§ **TASK DETAILS**
Check each line of the data below for the string "image". Then give the number of lines that have it, without anything else.

§ **Stored items**
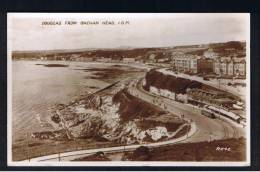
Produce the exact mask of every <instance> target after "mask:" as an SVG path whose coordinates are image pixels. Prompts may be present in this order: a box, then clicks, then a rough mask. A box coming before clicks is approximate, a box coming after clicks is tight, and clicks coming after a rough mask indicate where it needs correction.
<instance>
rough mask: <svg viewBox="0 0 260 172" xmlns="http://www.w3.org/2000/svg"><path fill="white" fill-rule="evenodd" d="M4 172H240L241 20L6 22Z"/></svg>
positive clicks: (106, 14) (249, 130) (249, 66)
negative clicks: (7, 143)
mask: <svg viewBox="0 0 260 172" xmlns="http://www.w3.org/2000/svg"><path fill="white" fill-rule="evenodd" d="M7 31H8V36H7V44H8V46H7V48H8V52H7V54H8V57H7V61H8V66H7V67H8V122H7V134H8V138H7V143H8V144H7V146H8V150H7V151H8V155H7V160H8V166H250V14H249V13H196V14H195V13H8V15H7Z"/></svg>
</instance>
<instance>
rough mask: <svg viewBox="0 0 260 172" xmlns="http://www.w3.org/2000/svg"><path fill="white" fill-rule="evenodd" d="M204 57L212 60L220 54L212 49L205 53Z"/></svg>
mask: <svg viewBox="0 0 260 172" xmlns="http://www.w3.org/2000/svg"><path fill="white" fill-rule="evenodd" d="M203 56H204V57H206V58H210V59H215V58H217V57H218V54H217V53H215V52H214V51H213V49H212V48H209V49H208V50H207V51H205V52H204V53H203Z"/></svg>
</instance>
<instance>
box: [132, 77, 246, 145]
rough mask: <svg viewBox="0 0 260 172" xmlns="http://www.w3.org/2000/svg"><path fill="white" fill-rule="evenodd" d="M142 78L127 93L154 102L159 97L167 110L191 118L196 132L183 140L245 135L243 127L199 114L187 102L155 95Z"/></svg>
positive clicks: (195, 139)
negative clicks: (144, 85)
mask: <svg viewBox="0 0 260 172" xmlns="http://www.w3.org/2000/svg"><path fill="white" fill-rule="evenodd" d="M141 81H142V79H139V80H138V82H136V83H135V84H132V85H130V87H129V93H130V94H132V95H134V96H137V97H138V98H140V99H142V100H144V101H146V102H149V103H152V104H155V105H157V106H158V104H156V103H154V101H153V100H155V99H157V100H158V99H159V100H160V103H161V106H162V107H163V108H166V110H168V111H169V112H171V113H173V114H176V115H179V116H180V117H181V116H182V115H184V117H185V118H186V119H191V120H192V121H193V122H195V124H196V126H197V132H196V133H195V134H194V135H193V136H192V137H190V138H189V139H186V140H184V141H183V142H199V141H205V140H208V141H210V140H218V139H226V138H234V137H241V136H245V129H244V128H242V127H239V126H237V125H233V124H232V123H228V122H225V121H223V120H220V119H211V118H208V117H206V116H203V115H201V112H200V109H198V108H196V107H192V106H190V105H187V104H183V103H179V102H176V101H173V100H171V99H168V98H164V97H161V96H156V95H154V94H151V93H149V92H147V91H145V90H144V89H143V88H142V84H141Z"/></svg>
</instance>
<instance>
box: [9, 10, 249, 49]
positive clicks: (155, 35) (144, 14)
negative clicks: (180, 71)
mask: <svg viewBox="0 0 260 172" xmlns="http://www.w3.org/2000/svg"><path fill="white" fill-rule="evenodd" d="M45 21H55V22H61V25H43V24H42V23H43V22H45ZM66 21H74V22H77V24H75V25H66V24H65V22H66ZM82 21H85V22H92V23H93V21H96V22H97V21H98V22H99V24H96V25H81V24H80V22H82ZM106 21H110V22H111V21H113V22H114V23H115V24H114V25H105V24H103V23H102V22H106ZM121 21H123V22H126V24H118V22H121ZM248 37H249V14H242V13H240V14H239V13H233V14H232V13H222V14H221V13H212V14H207V13H200V14H192V13H186V14H185V13H178V14H176V13H175V14H174V13H164V14H163V13H157V14H155V13H154V14H138V13H132V14H127V13H120V14H119V13H118V14H111V13H110V14H102V13H92V14H91V13H85V14H69V13H67V14H65V13H64V14H59V13H53V14H52V13H23V14H18V13H11V14H8V43H9V46H11V49H12V50H19V51H24V50H56V49H83V48H120V47H134V48H138V47H169V46H176V45H194V44H204V43H212V42H227V41H245V40H247V38H248Z"/></svg>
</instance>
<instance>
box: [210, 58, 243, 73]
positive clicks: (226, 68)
mask: <svg viewBox="0 0 260 172" xmlns="http://www.w3.org/2000/svg"><path fill="white" fill-rule="evenodd" d="M213 66H214V72H215V73H216V74H218V75H227V76H245V75H246V61H245V60H244V59H242V60H241V59H238V58H229V60H228V59H218V60H215V61H214V65H213Z"/></svg>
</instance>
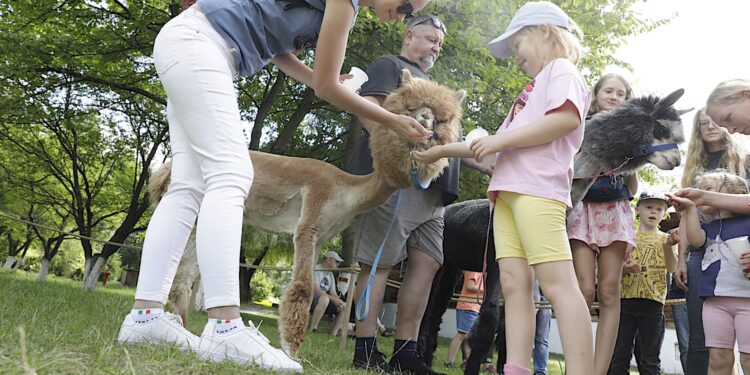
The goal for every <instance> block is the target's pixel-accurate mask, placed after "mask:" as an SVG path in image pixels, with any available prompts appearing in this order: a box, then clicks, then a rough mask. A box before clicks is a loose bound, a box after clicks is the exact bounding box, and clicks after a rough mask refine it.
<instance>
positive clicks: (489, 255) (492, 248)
mask: <svg viewBox="0 0 750 375" xmlns="http://www.w3.org/2000/svg"><path fill="white" fill-rule="evenodd" d="M488 220H489V201H488V200H486V199H479V200H471V201H465V202H461V203H456V204H452V205H450V206H448V207H446V208H445V230H444V232H443V256H444V261H443V266H442V267H441V268H440V270H438V272H437V274H436V275H435V279H434V280H433V282H432V290H431V292H430V300H429V303H428V305H427V309H426V310H425V315H424V318H423V319H422V325H421V326H420V329H419V341H418V350H419V354H420V356H421V357H422V358H423V359H424V361H425V362H426V363H427V365H428V366H432V364H433V356H434V353H435V349H436V348H437V334H438V331H439V330H440V323H441V321H442V316H443V313H445V310H446V309H447V308H448V303H449V302H450V298H451V296H452V295H453V290H454V289H455V286H456V283H457V281H458V280H459V279H460V278H461V273H462V271H463V270H468V271H476V272H481V271H482V266H483V256H484V249H485V240H486V238H487V223H488ZM485 291H486V295H487V296H486V298H485V300H484V303H483V304H482V307H481V309H480V311H479V318H478V319H477V322H476V323H475V324H474V327H473V328H472V330H471V332H470V333H469V336H468V344H469V347H470V348H471V355H470V356H469V359H468V361H467V366H466V370H465V372H464V374H478V373H479V370H480V367H481V365H482V362H483V361H484V358H485V357H486V355H487V353H488V352H489V350H490V347H491V345H492V339H493V337H496V340H495V345H496V347H497V349H498V354H499V355H498V363H497V369H498V373H500V371H502V368H503V365H504V364H505V312H504V310H503V309H502V308H501V306H500V297H501V290H500V271H499V268H498V265H497V261H496V260H495V245H494V243H493V238H492V230H490V237H489V248H488V249H487V276H486V281H485Z"/></svg>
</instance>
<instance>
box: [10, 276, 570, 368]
mask: <svg viewBox="0 0 750 375" xmlns="http://www.w3.org/2000/svg"><path fill="white" fill-rule="evenodd" d="M133 294H134V290H133V289H128V288H123V287H121V286H120V285H119V284H117V283H110V285H107V286H106V287H102V286H101V285H100V286H99V287H97V290H96V292H93V293H90V292H84V291H83V290H81V288H80V282H77V281H72V280H68V279H62V278H55V277H50V278H49V279H48V281H47V282H45V283H39V282H37V281H36V275H35V274H26V273H22V272H19V273H10V272H8V271H6V270H0V374H30V373H34V372H36V373H38V374H230V373H231V374H234V373H248V374H270V373H271V372H268V371H262V370H260V369H258V368H253V367H247V366H242V365H237V364H234V363H231V362H224V363H213V362H209V361H203V360H201V359H199V358H198V357H197V356H196V355H195V354H192V353H186V352H182V351H180V350H178V349H176V348H174V347H170V346H151V345H121V344H118V343H117V342H116V341H115V339H116V337H117V332H118V330H119V327H120V323H121V322H122V318H123V317H124V315H125V314H126V313H127V312H128V311H129V310H130V306H131V304H132V301H133ZM274 312H275V310H272V309H271V310H267V311H265V312H264V313H262V314H258V315H249V316H245V317H246V318H251V319H252V320H253V321H254V322H255V324H256V325H257V324H259V323H261V322H262V323H261V325H260V330H261V331H262V332H263V333H264V334H265V335H266V336H267V337H268V338H269V339H270V340H271V342H272V344H273V345H275V346H277V347H278V345H279V334H278V329H277V322H276V318H275V315H273V313H274ZM205 321H206V316H205V315H202V314H198V313H195V314H193V315H191V319H190V322H189V323H190V324H189V329H190V330H191V331H192V332H194V333H197V334H200V332H201V331H202V330H203V325H204V324H205ZM329 326H330V321H328V320H326V319H324V322H322V324H321V329H322V330H325V329H326V328H328V327H329ZM22 332H23V333H22ZM378 341H379V342H378V346H379V347H380V348H381V349H382V350H383V351H384V352H385V353H386V354H388V353H390V350H391V348H392V347H393V340H392V339H391V338H378ZM448 343H449V341H448V340H442V341H441V342H440V345H439V349H438V351H437V353H436V356H435V358H436V360H435V363H436V366H435V370H437V371H442V372H446V373H448V374H451V375H453V374H461V373H462V371H461V370H459V369H445V368H443V366H442V364H443V362H444V360H445V358H446V351H447V347H448ZM353 350H354V341H353V340H351V339H350V340H347V342H346V347H345V348H344V349H343V350H340V349H339V338H338V337H336V338H333V337H331V336H330V335H328V334H325V333H314V334H309V335H308V336H307V338H306V340H305V343H304V344H303V346H302V350H301V353H300V359H301V362H302V365H303V366H304V367H305V373H312V374H318V373H320V374H323V373H324V374H364V373H365V372H362V371H354V370H352V369H351V368H350V365H351V359H352V353H353ZM563 367H564V364H563V363H562V359H560V357H556V356H553V357H552V358H550V363H549V369H550V371H549V374H550V375H558V374H561V373H562V372H561V368H563Z"/></svg>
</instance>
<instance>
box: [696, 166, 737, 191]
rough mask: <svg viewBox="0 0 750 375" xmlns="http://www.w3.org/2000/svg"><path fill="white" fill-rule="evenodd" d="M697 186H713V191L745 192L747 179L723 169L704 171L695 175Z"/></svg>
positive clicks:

§ **SOLUTION**
2